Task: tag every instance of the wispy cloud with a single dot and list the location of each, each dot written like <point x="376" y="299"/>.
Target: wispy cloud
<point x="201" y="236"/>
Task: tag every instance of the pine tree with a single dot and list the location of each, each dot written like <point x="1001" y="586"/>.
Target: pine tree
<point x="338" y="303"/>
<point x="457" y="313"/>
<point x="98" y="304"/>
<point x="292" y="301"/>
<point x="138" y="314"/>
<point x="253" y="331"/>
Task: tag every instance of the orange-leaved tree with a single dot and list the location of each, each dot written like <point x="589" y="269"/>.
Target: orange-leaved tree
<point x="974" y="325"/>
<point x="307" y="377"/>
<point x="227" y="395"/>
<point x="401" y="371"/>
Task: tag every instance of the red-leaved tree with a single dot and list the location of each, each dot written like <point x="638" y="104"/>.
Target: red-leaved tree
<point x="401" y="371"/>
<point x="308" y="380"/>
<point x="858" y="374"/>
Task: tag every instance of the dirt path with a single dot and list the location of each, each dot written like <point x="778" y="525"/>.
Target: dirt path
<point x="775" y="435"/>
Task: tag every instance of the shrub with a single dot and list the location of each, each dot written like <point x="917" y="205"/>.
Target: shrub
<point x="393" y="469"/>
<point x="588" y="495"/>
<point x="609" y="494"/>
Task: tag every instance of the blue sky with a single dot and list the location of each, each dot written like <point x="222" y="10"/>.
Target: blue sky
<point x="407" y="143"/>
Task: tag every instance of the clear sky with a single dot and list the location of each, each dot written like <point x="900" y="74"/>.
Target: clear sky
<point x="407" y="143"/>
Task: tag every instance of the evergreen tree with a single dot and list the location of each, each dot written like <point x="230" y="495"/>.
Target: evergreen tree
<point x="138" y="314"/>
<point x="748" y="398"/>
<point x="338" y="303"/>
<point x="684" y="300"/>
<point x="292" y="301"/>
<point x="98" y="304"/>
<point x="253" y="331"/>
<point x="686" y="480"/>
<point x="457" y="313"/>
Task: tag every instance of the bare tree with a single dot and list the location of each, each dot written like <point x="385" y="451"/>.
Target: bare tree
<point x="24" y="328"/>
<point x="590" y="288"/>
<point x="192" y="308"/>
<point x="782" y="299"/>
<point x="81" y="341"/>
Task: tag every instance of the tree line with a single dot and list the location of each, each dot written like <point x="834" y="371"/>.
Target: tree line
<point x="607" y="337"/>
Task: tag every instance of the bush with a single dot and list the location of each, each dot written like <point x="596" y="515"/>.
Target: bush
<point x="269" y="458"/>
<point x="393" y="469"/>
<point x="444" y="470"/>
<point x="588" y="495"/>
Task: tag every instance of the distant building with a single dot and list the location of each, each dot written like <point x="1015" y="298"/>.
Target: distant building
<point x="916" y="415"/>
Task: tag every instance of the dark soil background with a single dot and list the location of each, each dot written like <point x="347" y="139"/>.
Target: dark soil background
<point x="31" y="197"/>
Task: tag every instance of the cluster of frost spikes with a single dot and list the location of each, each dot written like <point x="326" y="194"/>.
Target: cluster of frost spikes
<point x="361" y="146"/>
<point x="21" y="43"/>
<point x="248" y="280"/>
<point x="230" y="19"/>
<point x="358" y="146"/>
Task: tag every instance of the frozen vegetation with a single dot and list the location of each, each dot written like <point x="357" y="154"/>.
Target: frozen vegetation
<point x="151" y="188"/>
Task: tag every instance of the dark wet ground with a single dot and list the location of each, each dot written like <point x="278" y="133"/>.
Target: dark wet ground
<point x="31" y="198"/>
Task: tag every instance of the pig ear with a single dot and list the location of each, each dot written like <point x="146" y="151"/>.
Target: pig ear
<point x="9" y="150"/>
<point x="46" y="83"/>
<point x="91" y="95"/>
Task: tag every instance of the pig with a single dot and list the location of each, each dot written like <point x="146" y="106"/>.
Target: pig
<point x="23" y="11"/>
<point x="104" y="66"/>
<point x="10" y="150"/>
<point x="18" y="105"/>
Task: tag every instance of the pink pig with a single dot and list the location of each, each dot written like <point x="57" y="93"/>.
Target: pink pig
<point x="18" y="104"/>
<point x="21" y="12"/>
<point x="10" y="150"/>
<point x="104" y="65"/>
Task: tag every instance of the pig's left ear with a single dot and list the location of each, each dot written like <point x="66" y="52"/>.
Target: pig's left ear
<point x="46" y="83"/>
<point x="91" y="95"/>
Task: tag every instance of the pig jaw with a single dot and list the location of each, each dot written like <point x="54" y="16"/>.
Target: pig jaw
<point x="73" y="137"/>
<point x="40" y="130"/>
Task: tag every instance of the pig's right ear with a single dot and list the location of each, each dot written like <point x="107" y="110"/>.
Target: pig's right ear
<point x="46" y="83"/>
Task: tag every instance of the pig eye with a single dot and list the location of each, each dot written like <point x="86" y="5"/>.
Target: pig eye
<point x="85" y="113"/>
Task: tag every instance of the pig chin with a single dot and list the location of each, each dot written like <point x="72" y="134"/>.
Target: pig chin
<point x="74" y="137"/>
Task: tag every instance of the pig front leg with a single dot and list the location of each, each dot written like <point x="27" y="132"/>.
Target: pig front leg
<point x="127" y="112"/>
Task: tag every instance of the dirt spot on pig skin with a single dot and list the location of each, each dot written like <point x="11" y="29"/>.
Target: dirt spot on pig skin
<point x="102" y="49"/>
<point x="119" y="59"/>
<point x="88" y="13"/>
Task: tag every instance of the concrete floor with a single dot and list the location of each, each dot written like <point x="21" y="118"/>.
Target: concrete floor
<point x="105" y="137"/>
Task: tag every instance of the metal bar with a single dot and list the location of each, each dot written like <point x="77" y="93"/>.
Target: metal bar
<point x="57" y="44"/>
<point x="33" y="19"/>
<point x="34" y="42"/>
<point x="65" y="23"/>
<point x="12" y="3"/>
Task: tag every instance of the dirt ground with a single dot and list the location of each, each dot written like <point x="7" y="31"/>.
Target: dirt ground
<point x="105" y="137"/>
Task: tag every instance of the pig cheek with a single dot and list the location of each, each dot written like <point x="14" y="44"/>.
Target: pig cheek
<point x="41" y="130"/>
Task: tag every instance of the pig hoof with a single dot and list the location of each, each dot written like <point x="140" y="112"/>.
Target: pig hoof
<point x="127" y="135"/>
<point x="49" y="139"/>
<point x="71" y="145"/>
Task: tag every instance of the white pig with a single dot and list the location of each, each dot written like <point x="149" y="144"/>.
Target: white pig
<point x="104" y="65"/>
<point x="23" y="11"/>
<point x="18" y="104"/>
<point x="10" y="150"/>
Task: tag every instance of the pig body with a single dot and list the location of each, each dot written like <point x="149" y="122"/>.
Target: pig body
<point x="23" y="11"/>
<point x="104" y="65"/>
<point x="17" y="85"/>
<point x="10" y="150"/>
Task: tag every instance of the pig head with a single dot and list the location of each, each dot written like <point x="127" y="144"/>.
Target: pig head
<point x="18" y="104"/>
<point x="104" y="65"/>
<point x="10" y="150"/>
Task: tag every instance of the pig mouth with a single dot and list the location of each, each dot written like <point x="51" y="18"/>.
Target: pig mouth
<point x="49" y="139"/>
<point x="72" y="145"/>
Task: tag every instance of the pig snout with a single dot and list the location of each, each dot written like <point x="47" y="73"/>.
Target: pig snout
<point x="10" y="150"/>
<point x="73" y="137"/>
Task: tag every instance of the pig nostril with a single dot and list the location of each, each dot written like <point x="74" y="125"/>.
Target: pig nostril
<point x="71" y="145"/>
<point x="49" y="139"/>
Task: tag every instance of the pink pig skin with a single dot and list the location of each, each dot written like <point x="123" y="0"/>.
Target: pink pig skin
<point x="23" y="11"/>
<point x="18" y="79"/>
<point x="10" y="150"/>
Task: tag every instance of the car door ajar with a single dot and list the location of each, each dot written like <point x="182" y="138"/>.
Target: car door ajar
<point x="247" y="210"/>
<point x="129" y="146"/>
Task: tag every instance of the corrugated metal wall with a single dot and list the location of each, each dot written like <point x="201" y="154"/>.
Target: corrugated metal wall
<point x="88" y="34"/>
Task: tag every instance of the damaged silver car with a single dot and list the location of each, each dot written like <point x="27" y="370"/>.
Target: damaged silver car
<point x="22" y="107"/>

────────────────────

**Work instructions:**
Please rewrite the listing from the line containing "Task: tag every instance of the car" through its end, swapping "corrugated metal wall" for "brick wall" at every occurrence and leaving everything else unchanged.

**Written response:**
Task: tag every instance of the car door ajar with a single dot and list the location of each, each dot written like <point x="182" y="138"/>.
Target: car door ajar
<point x="247" y="210"/>
<point x="129" y="146"/>
Task: tag every instance of the brick wall with a single dot and list the location of each, each dot written like <point x="201" y="154"/>.
Target: brick wall
<point x="88" y="34"/>
Task: tag every instance of the damaged silver car with a single dot and list the location of each, each dot written like <point x="27" y="370"/>.
Target: damaged silver car
<point x="22" y="107"/>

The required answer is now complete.